• **Tasks for this exercise**
1. In the decision tree text, could you update the passage starting with "Notice that the" and going on through "same probability vector.", swapping "leaf" for "terminal node"?
2. According to the decision tree text, why are all of the tree's decision boundaries axis-aligned rectangles? Answer in one to three sentences.

• **Reading text**

— start —

Notice that the probability is constant within each rectangular region — it jumps only at the split boundaries. This is fundamental to how trees make predictions: every point in the same leaf gets exactly the same probability vector.


Part 4: Decision Boundaries

One of the most revealing ways to understand what a decision tree has learned is to visualize its decision boundaries — the lines that separate predicted classes in feature space.

Because CART splits on a single feature at a time, all boundaries are axis-aligned rectangles. This is an important limitation: if the true boundary is diagonal, the tree approximates it with a “staircase” of right-angle cuts.

# Grid prediction for all three species
grid$pred_class <- predict(iris_tree, grid, type = "class")

ggplot() +
  geom_tile(data = grid,
            aes(x = Petal.Length, y = Petal.Width, fill = pred_class),
            alpha = 0.3) +
  geom_point(data = iris,
             aes(x = Petal.Length, y = Petal.Width,
                 color = Species, shape = Species),
             size = 2.5, alpha = 0.9) +
  scale_fill_manual(values  = c("setosa" = "#4E79A7",
                                "versicolor" = "#F28E2B",
                                "virginica"  = "#E15759"),
                    name = "Predicted") +
  scale_color_manual(values = c("setosa" = "#4E79A7",
                                "versicolor" = "#F28E2B",
                                "virginica"  = "#E15759"),
                     name = "Actual") +
  labs(title = "Decision Boundaries of the Iris Tree",
       subtitle = "Background color = predicted class  |  Points = actual class",
       x = "Petal Length (cm)", y = "Petal Width (cm)") +
  theme_minimal(base_size = 13)

rpart.plot(iris_tree, type = 4, extra = 101, box.palette = "auto",
           main = "The Iris Tree (Petal Features Only)")

Tracing a prediction through the tree:

  1. Start at the root. Is Petal.Length < 2.45? → If YES → predict setosa (pure leaf, Gini = 0)

— end —

• **Information provided**
— start —

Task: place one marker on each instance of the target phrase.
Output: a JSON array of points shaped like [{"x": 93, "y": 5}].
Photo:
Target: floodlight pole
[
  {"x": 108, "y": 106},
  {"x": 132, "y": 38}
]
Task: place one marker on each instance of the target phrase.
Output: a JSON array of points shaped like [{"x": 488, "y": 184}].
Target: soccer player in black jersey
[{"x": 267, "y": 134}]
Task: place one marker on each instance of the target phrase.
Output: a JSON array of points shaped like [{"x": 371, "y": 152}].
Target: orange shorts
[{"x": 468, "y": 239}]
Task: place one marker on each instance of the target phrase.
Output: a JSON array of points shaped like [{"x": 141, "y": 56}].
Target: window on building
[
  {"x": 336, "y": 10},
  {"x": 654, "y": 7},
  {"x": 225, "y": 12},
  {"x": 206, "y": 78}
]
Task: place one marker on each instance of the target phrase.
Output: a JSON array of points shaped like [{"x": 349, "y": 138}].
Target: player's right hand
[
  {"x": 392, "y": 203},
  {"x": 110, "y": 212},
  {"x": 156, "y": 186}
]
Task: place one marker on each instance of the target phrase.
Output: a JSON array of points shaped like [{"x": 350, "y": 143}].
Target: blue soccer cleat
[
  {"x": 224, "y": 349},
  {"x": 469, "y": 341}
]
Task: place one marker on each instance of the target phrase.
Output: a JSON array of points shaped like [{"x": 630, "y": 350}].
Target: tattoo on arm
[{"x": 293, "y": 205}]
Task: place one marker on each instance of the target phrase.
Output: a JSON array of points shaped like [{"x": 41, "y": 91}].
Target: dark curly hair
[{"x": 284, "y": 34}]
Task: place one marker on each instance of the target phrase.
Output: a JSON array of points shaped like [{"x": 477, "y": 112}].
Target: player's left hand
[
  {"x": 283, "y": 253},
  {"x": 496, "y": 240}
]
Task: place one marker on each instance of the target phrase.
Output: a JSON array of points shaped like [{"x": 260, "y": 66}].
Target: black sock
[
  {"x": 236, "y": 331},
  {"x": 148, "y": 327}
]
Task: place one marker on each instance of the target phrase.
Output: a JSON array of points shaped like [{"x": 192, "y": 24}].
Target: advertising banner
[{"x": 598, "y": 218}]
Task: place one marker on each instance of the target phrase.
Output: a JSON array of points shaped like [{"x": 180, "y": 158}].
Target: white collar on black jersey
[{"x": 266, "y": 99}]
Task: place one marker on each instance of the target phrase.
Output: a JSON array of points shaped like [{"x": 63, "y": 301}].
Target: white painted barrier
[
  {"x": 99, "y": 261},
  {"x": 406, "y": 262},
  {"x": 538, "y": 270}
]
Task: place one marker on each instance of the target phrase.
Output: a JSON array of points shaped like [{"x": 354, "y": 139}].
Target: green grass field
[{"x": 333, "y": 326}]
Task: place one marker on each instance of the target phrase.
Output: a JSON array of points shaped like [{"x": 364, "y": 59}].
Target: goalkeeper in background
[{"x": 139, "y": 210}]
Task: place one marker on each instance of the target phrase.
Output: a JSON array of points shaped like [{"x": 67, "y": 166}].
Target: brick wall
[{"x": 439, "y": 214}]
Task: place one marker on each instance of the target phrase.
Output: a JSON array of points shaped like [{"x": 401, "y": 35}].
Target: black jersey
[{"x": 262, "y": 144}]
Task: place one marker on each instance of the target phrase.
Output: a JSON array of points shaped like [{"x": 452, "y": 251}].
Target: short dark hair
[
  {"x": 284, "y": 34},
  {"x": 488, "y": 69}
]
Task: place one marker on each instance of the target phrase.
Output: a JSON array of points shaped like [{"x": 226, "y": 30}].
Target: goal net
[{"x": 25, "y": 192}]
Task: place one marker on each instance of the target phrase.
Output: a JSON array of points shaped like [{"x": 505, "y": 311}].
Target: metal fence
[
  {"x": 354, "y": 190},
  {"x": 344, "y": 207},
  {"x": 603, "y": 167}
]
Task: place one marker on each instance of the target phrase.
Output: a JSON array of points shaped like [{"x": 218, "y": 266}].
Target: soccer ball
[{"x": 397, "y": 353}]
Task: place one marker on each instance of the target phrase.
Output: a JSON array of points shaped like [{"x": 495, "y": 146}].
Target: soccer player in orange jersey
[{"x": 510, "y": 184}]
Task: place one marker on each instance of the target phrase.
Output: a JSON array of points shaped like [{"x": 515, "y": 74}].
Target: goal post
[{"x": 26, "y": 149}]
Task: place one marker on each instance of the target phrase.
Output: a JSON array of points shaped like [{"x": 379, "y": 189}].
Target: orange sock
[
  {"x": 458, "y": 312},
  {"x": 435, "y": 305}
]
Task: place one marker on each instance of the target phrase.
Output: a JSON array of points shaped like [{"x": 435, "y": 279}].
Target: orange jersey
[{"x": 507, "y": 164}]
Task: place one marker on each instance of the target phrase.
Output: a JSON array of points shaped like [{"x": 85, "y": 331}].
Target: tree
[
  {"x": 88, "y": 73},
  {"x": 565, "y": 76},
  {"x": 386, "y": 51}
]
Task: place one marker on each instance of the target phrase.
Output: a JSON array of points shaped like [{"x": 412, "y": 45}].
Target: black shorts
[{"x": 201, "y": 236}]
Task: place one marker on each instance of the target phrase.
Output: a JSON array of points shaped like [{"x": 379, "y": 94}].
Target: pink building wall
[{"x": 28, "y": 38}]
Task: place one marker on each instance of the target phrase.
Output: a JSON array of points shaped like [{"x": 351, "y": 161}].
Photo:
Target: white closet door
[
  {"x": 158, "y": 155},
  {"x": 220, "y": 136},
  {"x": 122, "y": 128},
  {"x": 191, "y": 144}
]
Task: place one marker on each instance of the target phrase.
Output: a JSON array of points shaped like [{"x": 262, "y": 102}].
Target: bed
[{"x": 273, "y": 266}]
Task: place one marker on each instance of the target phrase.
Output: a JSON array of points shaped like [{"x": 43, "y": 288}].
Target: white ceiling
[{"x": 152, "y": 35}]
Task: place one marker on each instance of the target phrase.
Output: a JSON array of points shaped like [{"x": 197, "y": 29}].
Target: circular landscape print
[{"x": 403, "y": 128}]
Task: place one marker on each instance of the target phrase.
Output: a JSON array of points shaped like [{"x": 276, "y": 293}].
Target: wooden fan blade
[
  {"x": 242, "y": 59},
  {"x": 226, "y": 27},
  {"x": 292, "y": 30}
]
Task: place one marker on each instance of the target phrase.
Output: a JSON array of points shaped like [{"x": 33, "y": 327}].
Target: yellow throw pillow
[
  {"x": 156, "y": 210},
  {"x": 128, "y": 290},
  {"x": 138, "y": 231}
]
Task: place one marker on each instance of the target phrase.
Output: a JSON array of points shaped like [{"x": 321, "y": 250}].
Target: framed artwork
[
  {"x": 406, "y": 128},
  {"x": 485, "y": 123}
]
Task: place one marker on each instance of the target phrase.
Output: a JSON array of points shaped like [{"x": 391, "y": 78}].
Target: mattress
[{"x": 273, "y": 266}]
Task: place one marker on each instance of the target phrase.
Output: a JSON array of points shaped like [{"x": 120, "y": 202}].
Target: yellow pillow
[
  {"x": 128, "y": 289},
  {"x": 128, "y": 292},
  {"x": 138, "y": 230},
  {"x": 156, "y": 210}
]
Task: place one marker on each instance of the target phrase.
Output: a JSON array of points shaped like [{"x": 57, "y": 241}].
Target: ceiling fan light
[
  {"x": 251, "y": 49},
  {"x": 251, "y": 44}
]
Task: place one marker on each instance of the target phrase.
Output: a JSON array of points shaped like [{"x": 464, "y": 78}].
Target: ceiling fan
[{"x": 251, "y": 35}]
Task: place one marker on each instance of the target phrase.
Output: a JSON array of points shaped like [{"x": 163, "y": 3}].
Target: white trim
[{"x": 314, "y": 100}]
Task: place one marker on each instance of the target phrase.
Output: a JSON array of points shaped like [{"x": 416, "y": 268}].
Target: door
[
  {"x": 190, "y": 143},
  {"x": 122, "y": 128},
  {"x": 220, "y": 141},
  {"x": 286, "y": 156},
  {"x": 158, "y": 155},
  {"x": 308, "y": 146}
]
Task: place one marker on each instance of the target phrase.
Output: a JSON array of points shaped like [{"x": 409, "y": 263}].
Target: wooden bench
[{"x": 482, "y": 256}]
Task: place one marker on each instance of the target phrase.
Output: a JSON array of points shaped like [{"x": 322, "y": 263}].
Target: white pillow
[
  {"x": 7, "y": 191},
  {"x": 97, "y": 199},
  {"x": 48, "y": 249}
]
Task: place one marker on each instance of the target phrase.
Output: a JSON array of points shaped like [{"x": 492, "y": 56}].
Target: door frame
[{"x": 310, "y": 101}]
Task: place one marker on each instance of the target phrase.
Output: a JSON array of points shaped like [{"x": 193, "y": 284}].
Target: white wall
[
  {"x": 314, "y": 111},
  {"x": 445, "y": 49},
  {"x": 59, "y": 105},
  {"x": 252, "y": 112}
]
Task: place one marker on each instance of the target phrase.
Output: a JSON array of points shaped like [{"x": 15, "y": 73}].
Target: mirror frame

— end —

• **Final answers**
1.
Notice that the probability is constant within each rectangular region — it jumps only at the split boundaries. This is fundamental to how trees make predictions: every point in the same terminal node gets exactly the same probability vector.

2. The boundaries are axis-aligned rectangles because CART splits on a single feature at a time.